◆ **What to produce**
Put the lines of the records below into a Markdown table with columns "Row" and "Line", leaving out blank lines. Begin at the line that has "segment chimney, every instance" and stop after the line that has "[[[78,27],[74,25],[68,27],[68,33],[78,36]]]".

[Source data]
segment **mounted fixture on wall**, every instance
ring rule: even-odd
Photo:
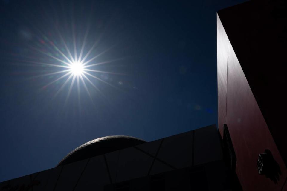
[[[265,149],[264,153],[258,155],[257,165],[259,175],[265,175],[266,178],[277,183],[281,174],[281,170],[270,150]]]

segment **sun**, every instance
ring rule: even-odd
[[[80,62],[75,61],[73,62],[69,67],[70,71],[74,76],[81,76],[83,73],[84,68]]]

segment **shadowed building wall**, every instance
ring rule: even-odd
[[[286,4],[251,1],[217,14],[219,128],[223,136],[227,124],[244,190],[287,189]],[[266,149],[280,169],[259,175]]]

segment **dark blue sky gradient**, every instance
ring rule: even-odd
[[[43,1],[0,3],[0,182],[99,137],[150,141],[217,123],[216,13],[244,1]],[[89,24],[84,52],[101,35],[91,57],[112,47],[95,62],[123,59],[99,70],[128,74],[97,74],[114,87],[87,85],[94,104],[81,86],[80,104],[73,88],[65,104],[68,86],[54,97],[64,80],[42,88],[59,74],[32,77],[59,69],[24,61],[57,62],[31,47],[63,47],[55,26],[72,50],[72,23],[78,51]]]

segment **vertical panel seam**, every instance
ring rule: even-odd
[[[85,171],[85,170],[86,170],[86,168],[87,166],[88,166],[88,164],[89,163],[89,162],[90,162],[90,159],[91,158],[89,158],[88,160],[88,161],[87,161],[87,163],[86,163],[86,165],[85,165],[85,167],[84,167],[84,168],[83,169],[83,170],[82,171],[82,172],[81,173],[81,174],[80,175],[80,176],[79,177],[79,178],[78,178],[78,180],[77,180],[77,182],[76,183],[76,184],[75,185],[75,186],[74,187],[74,188],[73,189],[73,191],[75,189],[76,189],[76,187],[78,185],[78,183],[79,182],[79,181],[80,181],[80,179],[81,179],[81,178],[83,175],[83,174],[84,173],[84,172]]]
[[[105,159],[105,163],[106,163],[106,166],[107,167],[107,170],[108,171],[108,174],[109,175],[109,177],[110,178],[110,182],[111,184],[113,184],[113,181],[112,180],[112,177],[111,177],[111,174],[110,173],[110,170],[109,169],[109,166],[108,166],[108,162],[107,161],[107,159],[106,157],[106,155],[104,154],[104,158]]]
[[[53,191],[54,191],[56,189],[57,184],[58,184],[58,181],[59,181],[59,179],[60,178],[60,176],[61,176],[61,174],[62,173],[62,171],[63,170],[63,168],[64,165],[63,165],[62,166],[62,167],[61,169],[61,171],[60,172],[60,173],[59,174],[59,175],[58,177],[58,178],[57,179],[57,181],[56,181],[56,183],[55,184],[55,186],[54,187],[54,189],[53,189]]]
[[[150,167],[149,167],[149,172],[147,173],[148,176],[149,175],[149,173],[150,173],[150,171],[152,170],[152,167],[153,166],[153,164],[155,163],[155,158],[158,156],[158,152],[159,151],[159,150],[161,148],[161,144],[162,144],[162,142],[163,142],[164,138],[161,139],[161,143],[159,144],[159,146],[158,146],[158,150],[157,151],[156,153],[155,153],[155,157],[153,158],[153,160],[152,161],[152,164],[150,165]]]
[[[195,130],[192,131],[192,145],[191,151],[191,165],[193,166],[194,164],[194,133],[195,133]]]
[[[227,72],[226,74],[226,113],[225,113],[225,122],[227,124],[227,88],[228,88],[227,83],[228,82],[228,49],[229,47],[229,39],[227,39]]]

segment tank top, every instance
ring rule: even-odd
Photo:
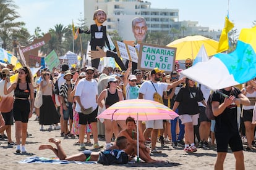
[[[27,89],[25,90],[20,89],[19,83],[17,83],[16,89],[14,91],[14,96],[17,98],[23,98],[28,99],[30,95],[30,89],[28,84],[27,83]]]
[[[114,103],[119,101],[119,97],[118,96],[117,89],[116,90],[114,94],[111,94],[109,91],[108,89],[108,97],[106,98],[105,105],[106,108],[109,108]]]
[[[256,91],[254,91],[253,93],[247,92],[246,94],[245,94],[245,96],[247,97],[248,97],[248,99],[249,100],[252,100],[252,99],[254,99],[254,98],[255,99],[256,97]],[[251,102],[251,100],[250,100],[250,102]],[[244,106],[244,105],[243,106],[243,109],[244,110],[254,109],[254,103],[253,103],[252,105],[249,105],[249,106]]]

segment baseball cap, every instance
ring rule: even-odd
[[[66,71],[69,70],[69,65],[67,64],[64,63],[61,65],[61,71]]]
[[[109,82],[115,82],[118,81],[114,76],[110,76],[108,78],[108,83]]]
[[[142,75],[142,70],[140,70],[139,69],[134,70],[134,75],[139,75],[139,74]]]
[[[134,75],[130,75],[128,77],[129,80],[133,80],[133,79],[137,79],[136,76]]]
[[[85,77],[86,75],[85,75],[85,72],[81,72],[79,75],[79,77]]]
[[[156,67],[151,71],[151,75],[157,74],[158,73],[163,73],[163,72],[164,72],[164,70],[161,70],[159,69],[158,67]]]
[[[87,67],[85,70],[85,72],[87,72],[87,71],[88,70],[91,70],[91,71],[94,71],[94,69],[92,67]]]
[[[2,69],[2,74],[3,75],[10,75],[10,70],[7,68],[4,68]]]

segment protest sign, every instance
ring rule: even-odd
[[[148,44],[140,44],[137,68],[151,70],[158,67],[170,73],[174,69],[176,48]]]

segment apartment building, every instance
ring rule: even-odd
[[[209,31],[208,27],[197,26],[198,22],[179,20],[179,9],[155,9],[151,2],[140,0],[85,0],[84,17],[88,26],[94,23],[93,15],[95,10],[103,9],[108,15],[108,31],[117,30],[120,36],[126,40],[134,40],[132,31],[132,20],[138,16],[147,20],[148,32],[161,31],[172,33],[172,28],[179,30],[181,36],[202,34],[210,36],[218,40],[220,32]]]

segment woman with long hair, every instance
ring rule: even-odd
[[[34,107],[34,87],[32,83],[32,75],[30,70],[27,67],[19,70],[16,82],[7,87],[7,79],[4,84],[4,93],[7,95],[14,91],[15,100],[13,114],[15,120],[16,152],[26,153],[25,144],[27,139],[27,129],[28,119],[32,116]],[[22,147],[20,148],[20,138]]]
[[[194,143],[194,126],[198,124],[198,102],[207,105],[203,93],[195,86],[195,81],[186,78],[186,86],[182,87],[177,94],[173,110],[176,110],[179,107],[179,118],[185,125],[184,151],[188,153],[197,151]]]
[[[43,72],[42,75],[40,88],[43,92],[43,105],[40,107],[39,124],[41,124],[40,131],[43,130],[43,125],[50,125],[49,129],[52,130],[51,125],[59,123],[59,115],[52,98],[54,85],[50,79],[49,72]]]
[[[110,76],[108,79],[108,87],[103,90],[100,94],[97,99],[98,105],[103,108],[102,100],[105,99],[106,109],[109,108],[114,103],[122,100],[122,94],[117,89],[119,80],[114,76]],[[110,119],[105,119],[104,121],[105,125],[105,136],[106,136],[106,148],[111,147],[111,138],[113,135],[116,137],[119,134],[119,129],[117,124],[120,126],[122,129],[126,128],[125,121],[111,121]]]

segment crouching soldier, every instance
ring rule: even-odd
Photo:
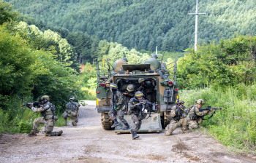
[[[170,111],[170,116],[173,120],[165,128],[165,135],[170,136],[173,132],[177,128],[181,127],[182,132],[187,133],[188,121],[186,118],[188,114],[188,110],[184,106],[184,101],[182,100],[177,100],[176,106],[174,106]]]
[[[212,109],[200,111],[200,108],[205,104],[203,100],[199,99],[196,101],[197,105],[192,106],[189,108],[188,114],[189,129],[193,130],[199,127],[199,124],[202,124],[204,116],[207,116],[211,113]]]
[[[32,106],[31,105],[27,104],[26,106],[31,108],[34,112],[40,112],[42,117],[37,118],[33,122],[33,129],[29,134],[29,136],[37,136],[37,131],[38,125],[40,124],[45,124],[45,136],[60,136],[63,133],[62,130],[59,132],[52,132],[54,126],[54,112],[55,106],[50,103],[50,98],[48,95],[42,96],[41,98],[42,105],[37,104],[37,107]],[[35,104],[35,103],[34,103]]]
[[[66,111],[62,114],[62,116],[65,121],[66,126],[67,126],[67,117],[71,118],[73,126],[77,126],[79,116],[79,104],[75,102],[75,97],[73,96],[71,96],[69,100],[69,102],[66,104]]]
[[[129,129],[129,124],[124,119],[125,106],[123,106],[123,95],[121,92],[117,90],[117,85],[111,83],[110,84],[110,91],[112,92],[112,109],[108,112],[108,115],[110,119],[114,122],[114,124],[111,126],[111,128],[114,128],[116,126],[120,125],[116,119],[116,116],[118,117],[120,121],[123,122],[123,130],[126,130]]]

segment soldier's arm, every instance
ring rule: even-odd
[[[182,117],[185,118],[189,114],[189,110],[185,106],[184,106],[182,109],[183,109]]]
[[[199,109],[197,107],[195,108],[195,114],[197,116],[206,116],[209,114],[209,111],[199,111]]]
[[[174,117],[176,115],[176,106],[175,106],[170,110],[170,116],[171,117]]]
[[[39,108],[32,107],[31,110],[34,112],[42,112],[42,111],[44,111],[47,110],[49,108],[50,108],[50,106],[47,105],[45,106],[40,106]]]

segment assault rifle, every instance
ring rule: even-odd
[[[34,103],[23,103],[20,105],[20,106],[26,106],[28,108],[31,108],[32,106],[34,107],[40,107],[42,105],[42,103],[39,103],[38,101],[34,101]]]
[[[208,120],[208,119],[211,119],[211,118],[214,115],[214,114],[215,114],[215,112],[216,112],[217,110],[223,110],[223,108],[217,108],[217,107],[212,107],[212,108],[211,108],[211,106],[207,106],[206,108],[199,108],[199,111],[211,111],[211,111],[214,111],[214,112],[212,113],[212,114],[211,114],[211,116],[210,116],[207,119],[205,119],[205,120]]]

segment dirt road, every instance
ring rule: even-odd
[[[227,152],[200,131],[167,137],[161,133],[116,135],[103,130],[95,106],[80,108],[78,126],[54,127],[60,137],[2,135],[0,162],[256,162],[256,157]]]

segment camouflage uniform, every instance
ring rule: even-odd
[[[78,116],[79,116],[79,104],[78,103],[69,101],[66,104],[66,111],[62,114],[63,118],[65,121],[65,124],[67,126],[67,117],[70,117],[72,119],[72,124],[73,126],[77,126],[77,123],[78,122]]]
[[[166,136],[170,136],[172,135],[173,132],[177,127],[182,127],[181,130],[184,133],[187,132],[189,119],[185,117],[187,116],[189,111],[185,106],[183,106],[181,108],[182,115],[179,116],[178,115],[178,106],[175,106],[172,108],[170,111],[170,116],[173,117],[173,119],[165,128]]]
[[[143,100],[145,100],[145,99],[143,98]],[[128,114],[131,116],[134,123],[134,126],[131,130],[132,132],[137,132],[137,131],[140,130],[141,126],[142,119],[141,117],[140,117],[140,113],[143,106],[142,105],[136,105],[139,104],[139,103],[140,102],[135,98],[131,98],[131,100],[129,102]]]
[[[188,114],[189,129],[193,130],[199,127],[199,124],[202,124],[204,116],[209,114],[209,111],[199,111],[198,107],[195,105],[190,107]]]
[[[110,119],[114,121],[116,116],[118,117],[120,121],[123,122],[125,126],[129,126],[127,122],[124,119],[125,106],[123,105],[123,95],[121,92],[116,91],[116,95],[113,95],[115,105],[116,106],[116,109],[112,109],[108,112],[108,115]],[[113,105],[113,104],[112,104]],[[113,117],[114,116],[114,118]]]
[[[57,136],[62,134],[62,131],[52,132],[54,126],[54,119],[52,119],[53,113],[50,110],[50,106],[52,105],[53,104],[48,101],[43,105],[41,105],[39,108],[31,107],[31,109],[33,111],[41,112],[42,116],[42,117],[37,118],[34,120],[32,131],[36,132],[37,130],[38,125],[44,123],[45,136]]]

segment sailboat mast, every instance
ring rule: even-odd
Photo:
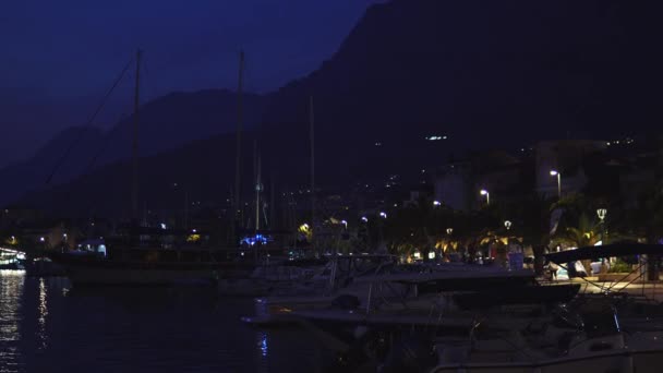
[[[263,183],[261,180],[261,156],[257,153],[257,146],[255,151],[257,157],[257,170],[255,177],[255,232],[261,229],[261,192],[263,190]]]
[[[131,184],[131,218],[138,219],[138,106],[141,104],[141,58],[143,51],[136,51],[136,81],[133,101],[133,146],[132,146],[132,184]]]
[[[313,112],[313,96],[309,99],[309,140],[311,142],[311,243],[313,244],[313,237],[315,234],[315,136],[313,132],[315,116]]]
[[[241,198],[240,198],[240,179],[241,179],[241,154],[242,154],[242,80],[244,73],[244,51],[240,51],[240,69],[237,87],[237,148],[236,148],[236,163],[234,163],[234,202],[233,202],[233,215],[237,217],[240,215]],[[240,215],[241,216],[241,215]],[[241,220],[240,220],[241,221]]]

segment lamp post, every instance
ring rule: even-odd
[[[557,170],[551,170],[551,176],[557,177],[557,198],[562,198],[562,172]]]
[[[481,195],[485,195],[485,204],[490,205],[491,204],[491,193],[489,193],[489,191],[486,191],[485,189],[482,189],[479,193]]]
[[[606,208],[598,208],[596,209],[596,215],[599,216],[599,219],[601,220],[601,244],[605,244],[605,215],[607,214],[607,209]]]

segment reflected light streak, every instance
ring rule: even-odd
[[[44,278],[39,279],[39,318],[37,328],[37,338],[39,340],[39,348],[46,349],[48,347],[48,334],[46,333],[46,317],[48,316],[48,292],[46,289],[46,282]]]
[[[19,372],[25,272],[0,270],[0,372]]]
[[[267,357],[267,334],[258,333],[257,334],[257,347],[261,349],[261,354],[263,358]]]

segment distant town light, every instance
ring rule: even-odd
[[[603,221],[603,219],[605,219],[606,214],[607,214],[607,209],[605,209],[605,208],[596,209],[596,215],[599,215],[599,219],[601,219],[601,221]]]
[[[481,195],[485,195],[485,204],[490,205],[491,204],[491,193],[489,193],[489,191],[486,191],[485,189],[482,189],[479,193],[481,193]]]

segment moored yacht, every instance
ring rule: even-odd
[[[50,252],[74,285],[208,285],[241,264],[188,234],[134,228],[108,238],[96,250]],[[100,250],[101,248],[104,250]]]

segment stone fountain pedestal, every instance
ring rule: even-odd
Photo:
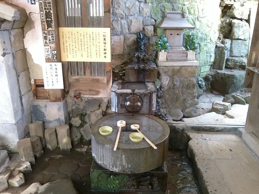
[[[126,122],[122,128],[117,150],[113,150],[119,128],[118,121]],[[131,129],[133,124],[140,125],[139,130],[157,147],[155,149],[144,139],[140,142],[132,141],[130,134],[136,131]],[[101,135],[99,129],[110,126],[113,129],[108,136]],[[121,173],[141,173],[153,170],[166,161],[168,151],[170,131],[162,120],[150,115],[114,114],[102,117],[92,127],[92,153],[95,160],[106,169]]]

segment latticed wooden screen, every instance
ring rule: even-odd
[[[59,27],[110,28],[107,0],[57,0]],[[71,95],[109,97],[111,63],[62,62],[65,93]],[[64,69],[65,69],[64,71]]]

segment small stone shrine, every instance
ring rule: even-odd
[[[154,63],[145,61],[146,50],[142,46],[145,37],[140,33],[138,36],[136,60],[126,65],[126,81],[115,81],[112,86],[112,109],[116,113],[101,118],[91,128],[94,160],[91,179],[94,191],[166,192],[165,161],[169,130],[165,123],[152,115],[156,108],[156,91],[154,82],[157,76],[157,68]],[[117,121],[121,120],[126,122],[126,125],[121,128],[114,151],[120,130]],[[130,139],[130,134],[137,132],[132,127],[133,124],[139,125],[145,139],[135,142]],[[110,135],[103,135],[99,132],[100,128],[105,126],[112,128]],[[103,184],[107,181],[110,183],[108,186]]]
[[[165,11],[162,20],[156,26],[164,29],[170,49],[167,51],[168,61],[186,61],[195,60],[195,52],[186,51],[183,47],[184,29],[195,27],[187,21],[184,11]]]

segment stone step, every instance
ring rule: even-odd
[[[168,58],[179,58],[182,57],[187,57],[187,54],[175,53],[168,53],[167,54]]]
[[[0,150],[0,173],[8,165],[10,161],[7,151]]]
[[[167,58],[168,61],[187,61],[188,60],[188,58],[187,57]]]
[[[202,193],[259,193],[259,161],[235,133],[190,132],[188,154]]]
[[[186,50],[185,49],[174,49],[170,50],[167,51],[168,54],[186,54]]]

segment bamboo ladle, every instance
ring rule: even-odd
[[[113,150],[116,151],[117,147],[118,146],[118,143],[119,143],[119,139],[120,138],[120,131],[121,130],[121,127],[125,127],[126,126],[126,122],[125,121],[118,121],[117,122],[117,126],[120,127],[118,132],[118,134],[117,135],[117,138],[116,139],[116,141],[115,142],[115,145]]]
[[[143,137],[145,139],[147,143],[150,144],[150,145],[153,147],[153,148],[154,149],[157,149],[157,148],[156,147],[155,145],[154,145],[152,142],[149,140],[142,133],[140,132],[140,131],[139,130],[139,125],[137,124],[133,124],[133,125],[131,125],[130,126],[130,128],[131,128],[132,129],[133,129],[133,130],[137,130],[138,132],[139,133],[141,133],[142,135],[143,135]]]

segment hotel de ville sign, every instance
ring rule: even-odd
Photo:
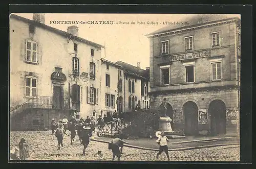
[[[180,60],[209,57],[210,57],[210,50],[183,54],[180,55],[172,55],[169,56],[170,60],[171,61],[178,61]]]

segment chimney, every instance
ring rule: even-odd
[[[44,13],[33,14],[33,20],[45,24],[45,15]]]
[[[140,62],[137,62],[137,67],[140,68]]]
[[[78,27],[74,25],[68,27],[68,33],[78,36]]]

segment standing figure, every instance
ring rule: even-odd
[[[57,123],[57,124],[55,125],[55,129],[58,128],[59,127],[59,124],[62,124],[62,120],[61,119],[59,119],[59,122]]]
[[[89,116],[87,116],[86,120],[84,122],[85,123],[91,124],[91,119],[89,118]]]
[[[92,123],[92,130],[94,132],[95,132],[95,120],[93,118],[93,117],[91,118],[91,123]]]
[[[99,118],[98,118],[98,119],[97,119],[97,122],[98,122],[97,124],[98,126],[99,126],[99,129],[100,130],[102,130],[103,127],[103,122],[101,115],[99,116]]]
[[[79,137],[79,140],[80,140],[80,143],[81,144],[82,144],[82,127],[84,125],[84,122],[83,122],[83,120],[82,118],[80,119],[80,121],[78,123],[78,124],[77,125],[77,135]]]
[[[27,148],[29,146],[26,142],[24,138],[22,138],[20,141],[18,143],[18,148],[19,149],[19,159],[20,160],[25,160],[26,158],[29,157],[29,154],[27,150]]]
[[[52,129],[52,135],[54,134],[54,130],[55,130],[55,126],[56,126],[56,122],[55,119],[52,119],[52,122],[51,122],[51,129]]]
[[[74,138],[76,136],[76,123],[71,122],[69,129],[70,131],[70,144],[73,144],[72,141],[75,141]]]
[[[92,129],[90,126],[86,125],[83,126],[81,133],[82,143],[83,145],[83,154],[85,154],[86,149],[88,147],[88,144],[90,143],[90,137],[92,136]]]
[[[62,127],[63,124],[62,123],[60,123],[59,124],[59,128],[57,128],[55,131],[55,136],[57,137],[57,139],[58,140],[58,150],[60,149],[60,144],[61,144],[61,147],[63,147],[63,134],[65,134],[67,136],[69,136],[69,135],[67,134],[65,130],[63,129]]]
[[[169,157],[169,154],[168,154],[168,146],[167,146],[167,142],[169,141],[169,139],[168,139],[166,136],[164,136],[164,132],[162,132],[161,133],[161,136],[156,141],[160,146],[159,151],[157,154],[157,159],[158,159],[159,155],[161,155],[163,151],[164,151],[164,152],[166,154],[167,158],[168,158],[168,161],[169,161],[170,158]]]
[[[117,156],[117,160],[120,161],[120,158],[121,157],[121,153],[120,152],[119,146],[120,142],[122,142],[123,143],[127,143],[124,141],[124,140],[120,139],[119,137],[119,135],[118,134],[115,135],[115,138],[114,138],[112,141],[111,141],[112,143],[111,149],[112,149],[112,153],[113,153],[113,158],[112,158],[113,161],[115,160],[115,157],[116,157],[116,156]]]
[[[63,126],[64,126],[64,130],[66,131],[67,128],[68,128],[68,123],[69,123],[69,120],[67,118],[67,116],[65,115],[64,116],[64,118],[62,119],[62,124]]]

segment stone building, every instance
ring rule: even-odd
[[[119,61],[116,64],[121,65],[123,69],[122,77],[123,98],[119,101],[122,103],[123,112],[130,112],[138,109],[147,109],[150,106],[150,99],[148,93],[149,86],[149,69],[144,70],[140,67],[140,63],[134,66]]]
[[[204,14],[184,20],[147,35],[152,104],[167,99],[178,132],[239,133],[240,19]]]
[[[10,16],[11,126],[47,128],[63,115],[97,115],[104,47],[79,37],[76,26],[66,32],[45,25],[44,14],[33,19]]]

◆ **Written solution**
| Row | Line |
|---|---|
| 1 | segment chimney, every instance |
| 2 | ring rule: even-odd |
| 3 | [[[44,13],[33,14],[33,20],[45,24],[45,15]]] |
| 4 | [[[140,62],[137,62],[137,67],[140,68]]] |
| 5 | [[[78,27],[74,25],[68,27],[68,33],[78,36]]] |